>>>
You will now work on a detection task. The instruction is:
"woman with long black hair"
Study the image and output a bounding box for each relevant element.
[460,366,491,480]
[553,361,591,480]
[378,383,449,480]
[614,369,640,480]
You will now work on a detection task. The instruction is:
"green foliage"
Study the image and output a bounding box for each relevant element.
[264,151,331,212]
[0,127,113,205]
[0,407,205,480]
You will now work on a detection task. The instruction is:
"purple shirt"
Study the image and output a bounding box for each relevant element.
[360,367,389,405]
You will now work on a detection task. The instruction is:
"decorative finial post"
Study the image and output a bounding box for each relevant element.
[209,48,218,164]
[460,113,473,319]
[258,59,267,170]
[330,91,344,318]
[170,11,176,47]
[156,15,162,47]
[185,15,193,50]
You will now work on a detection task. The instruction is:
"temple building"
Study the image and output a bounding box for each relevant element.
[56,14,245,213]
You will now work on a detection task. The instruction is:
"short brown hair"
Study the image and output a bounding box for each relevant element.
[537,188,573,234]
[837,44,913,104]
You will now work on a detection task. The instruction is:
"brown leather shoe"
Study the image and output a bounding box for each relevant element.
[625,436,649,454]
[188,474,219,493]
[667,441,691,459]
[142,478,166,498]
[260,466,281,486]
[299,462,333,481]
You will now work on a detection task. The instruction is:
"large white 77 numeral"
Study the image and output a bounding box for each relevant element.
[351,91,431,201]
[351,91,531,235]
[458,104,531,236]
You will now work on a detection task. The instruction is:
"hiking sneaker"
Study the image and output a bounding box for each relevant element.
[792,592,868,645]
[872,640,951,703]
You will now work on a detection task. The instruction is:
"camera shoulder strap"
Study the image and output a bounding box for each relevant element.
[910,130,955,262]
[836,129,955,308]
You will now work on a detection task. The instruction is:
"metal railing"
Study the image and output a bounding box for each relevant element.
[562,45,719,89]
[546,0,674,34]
<<<
**The exercise**
Retype every one of the records above word for word, keeping each line and its order unchanged.

**Final result**
You will now work on a detection task. The instruction is:
"woman with long black hair"
Study the image and output a bounding box for each relevant element.
[460,366,491,480]
[553,361,591,480]
[378,383,449,480]
[614,369,640,480]
You will now work on a detection task. The instruction is:
"green foliage"
Study the image and output a bounding box for each relevant element.
[264,151,331,212]
[0,127,113,205]
[0,407,205,480]
You will now work on a detection task. The instruction is:
"purple shirt"
Study the image and output a bounding box for each relevant element.
[360,367,389,405]
You will now work on a detection task. The instruction is:
"decorative finial post"
Study the image and output a bounding box for each relevant element.
[209,48,218,164]
[460,113,473,319]
[258,59,267,170]
[330,91,344,318]
[170,11,176,47]
[156,15,162,47]
[185,15,193,50]
You will now work on a detection task. The instruction is:
"temple building"
Study the image and output a bounding box for each relevant element.
[56,14,245,213]
You will now work on a detection task. The instruction is:
"short brown hair"
Study the image and output a bounding box for each relevant element.
[537,188,573,234]
[837,44,913,104]
You will now work on a detection task. The instruction is:
"brown leather shoe"
Study the image and output a bounding box for each relevant element.
[625,436,649,454]
[188,474,219,493]
[667,441,691,459]
[142,478,166,498]
[260,466,281,486]
[299,462,333,481]
You will now work on a detection task. The instruction is:
"large white 77 numeral"
Study the image and output a bounding box for each relevant element.
[351,91,431,201]
[351,91,531,235]
[458,104,531,236]
You will now work on a detection task. The instruction is:
"hiking sneaker"
Study the image and output a bounding box for each relevant element.
[792,592,868,645]
[872,640,951,703]
You will now work on a detection task. The instruction is:
"camera shoulder strap"
Study the image and output a bounding box for each relevant element.
[910,130,955,262]
[836,129,955,308]
You will now work on a detection task. The instruction is:
"metal railing"
Study the image and output a bounding box for each relevant element.
[562,45,719,89]
[546,0,674,34]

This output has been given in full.